# **Vanilla QLoRA Implementation**

Initially we were confused by the term Vanilla QLoRA. This is because our implementation of QLoRA has a lora portion that implements fine tuning. We were not certain how to implement the lora portion without performing finetuning. After discussing this with Professor Gandhi, we found that only quantizing the model is acceptable for the Vanilla QLoRA requirement. In order to produce this model, we followed tutorials from datacamp with some slight variations.

This is an access token that I created to access the various hugging face models we have attempted to use.

In [1]:
# Kayleigh's hugging face access token to use to access hugging face models
access_token = "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"

## **Installations and Imports**

In [2]:
%%capture
%pip install accelerate peft bitsandbytes transformers trl

In [11]:
import os
import torch
from datasets import load_dataset
from transformers import (
    AutoModelForCausalLM,
    AutoTokenizer,
    BitsAndBytesConfig,
    TrainingArguments,
    pipeline,
    logging,
)
from peft import LoraConfig
from trl import SFTTrainer

## **Quantization**

## **Defines Quantization Parameters**

Documentation containing information about the parameters: https://huggingface.co/docs/transformers/v4.47.1/en/main_classes/quantization#transformers.BitsAndBytesConfig

In [12]:
compute_dtype = getattr(torch, "float16")

[Referring expression grounding data]
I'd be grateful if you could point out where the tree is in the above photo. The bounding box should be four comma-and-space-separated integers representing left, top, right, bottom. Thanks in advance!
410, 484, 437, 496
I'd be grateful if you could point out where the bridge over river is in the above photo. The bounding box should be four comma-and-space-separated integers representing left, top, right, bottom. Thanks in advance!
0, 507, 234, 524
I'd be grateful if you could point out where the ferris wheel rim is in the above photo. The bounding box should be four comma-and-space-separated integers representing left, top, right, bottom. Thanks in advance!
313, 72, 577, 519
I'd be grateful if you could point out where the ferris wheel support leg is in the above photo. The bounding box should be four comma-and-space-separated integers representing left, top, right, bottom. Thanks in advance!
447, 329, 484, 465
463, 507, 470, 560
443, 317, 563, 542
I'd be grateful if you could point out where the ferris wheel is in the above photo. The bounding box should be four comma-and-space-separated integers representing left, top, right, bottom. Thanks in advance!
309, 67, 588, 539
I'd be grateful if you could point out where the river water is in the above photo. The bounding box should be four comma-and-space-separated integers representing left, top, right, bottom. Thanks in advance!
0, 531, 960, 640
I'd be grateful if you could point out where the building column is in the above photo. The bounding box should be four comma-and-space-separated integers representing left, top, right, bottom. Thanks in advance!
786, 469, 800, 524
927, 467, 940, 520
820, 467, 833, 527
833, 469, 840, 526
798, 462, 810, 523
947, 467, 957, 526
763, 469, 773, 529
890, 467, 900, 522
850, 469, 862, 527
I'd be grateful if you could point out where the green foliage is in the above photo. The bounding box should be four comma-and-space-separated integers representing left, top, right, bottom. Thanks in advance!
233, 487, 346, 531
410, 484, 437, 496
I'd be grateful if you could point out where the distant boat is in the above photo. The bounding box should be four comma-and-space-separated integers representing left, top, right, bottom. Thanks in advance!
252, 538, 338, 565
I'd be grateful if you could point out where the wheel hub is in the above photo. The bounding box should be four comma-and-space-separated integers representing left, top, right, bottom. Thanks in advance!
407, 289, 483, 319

- [EXERCISE TASKS]:
a) List every package named in the pip install command of the Vanilla QLoRA notebook.
b) Reproduce the part of the Vanilla QLoRA notebook between "Initially we were" and "some slight variations.", inclusive.
The entries play no role in this exercise.

- [SOLUTIONS BY TASK]:
a) accelerate, peft, bitsandbytes, transformers, trl

b)
Initially we were confused by the term Vanilla QLoRA. This is because our implementation of QLoRA has a lora portion that implements fine tuning. We were not certain how to implement the lora portion without performing finetuning. After discussing this with Professor Gandhi, we found that only quantizing the model is acceptable for the Vanilla QLoRA requirement. In order to produce this model, we followed tutorials from datacamp with some slight variations.